Franz Bartelt : l’anacoluthe finale
Par Marc-Emile Baronheid – BSCNEWS.FR / Au moment où les éditeurs intriguent et où les auteures minaudent pour décrocher les lauriers des prix d’automne, un morceau de bravoure homérique vient faire heureuse diversion parmi les conciliabules féroces, les maquignonnages inavouables et les manigances horizontales.
Majésu Monroe n’est pas apparenté à Marylin, ce qui n’est pas franchement un handicap lorsqu’on veut faire carrière de la brocante. Sa spécialité : les pièces rares, improbables, stupéfiantes. Il peut vous vendre la tétine de Richelieu, la cendre du Phénix, l’ancêtre de l’accordéon d’Yvette Horner – breveté sous le nom de piano à Bartelt – et même une chaussette – trouée – d’Arthur Rimbaud. Il n’y a pas de bonne poésie sans belle filouterie. Mieux, après cinq bières, il vous laisse renifler la très faisandée ceinture de chasteté d’Eléonore de Cayasse, dont certains croient savoir que le sang coulerait dans les veines de Christine Boutin. Majésu rencontre Noème, née de parents richissimes dont elle s’acharne à vomir le statut social. Du pain bénit pour l’auteur, un certain Franz B, bien connu des services de police littéraire car fiché pour ses dérives anarchisantes. Il ne faut pas s’en plaindre, quand on porte en haute estime ce vagabond de Rimbaud qui houspillait ses frères formolisés.

━━━━━━━━━━━━━━━━━━━━━━━━━━━━━━

» Série d'exercices:
**A.** Recopiez, s'il vous plaît, le passage du texte sur Franz Bartelt qui commence aux mots « Franz Bartelt : l’anacoluthe » et s'arrête après « les manigances horizontales. ».
**B.** Pour chaque affirmation, répondez par oui ou non selon le texte sur Franz Bartelt, en citant les mots qui tranchent : (i) Majésu Monroe est apparenté à Marylin ; (ii) Noème est née de parents richissimes ; (iii) la chaussette d'Arthur Rimbaud que Majésu peut vendre est trouée.
Pour les lignes, seul le texte sur Franz Bartelt fait foi.

» Données fournies:
━━━━━━━━━━━━━━━━━━━━━━━━━━━━━━

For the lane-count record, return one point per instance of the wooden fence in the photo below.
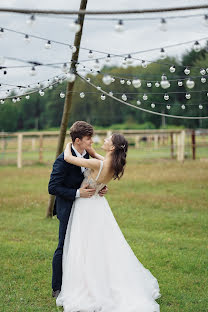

━━━━━━━━━━━━━━━━━━━━━━━━━━━━━━

» Réponses:
**A.**
Franz Bartelt : l’anacoluthe finale
Par Marc-Emile Baronheid – BSCNEWS.FR / Au moment où les éditeurs intriguent et où les auteures minaudent pour décrocher les lauriers des prix d’automne, un morceau de bravoure homérique vient faire heureuse diversion parmi les conciliabules féroces, les maquignonnages inavouables et les manigances horizontales.

**B.**
(i) Non : « Majésu Monroe n’est pas apparenté à Marylin »
(ii) Oui : « Noème, née de parents richissimes »
(iii) Oui : « une chaussette – trouée – d’Arthur Rimbaud »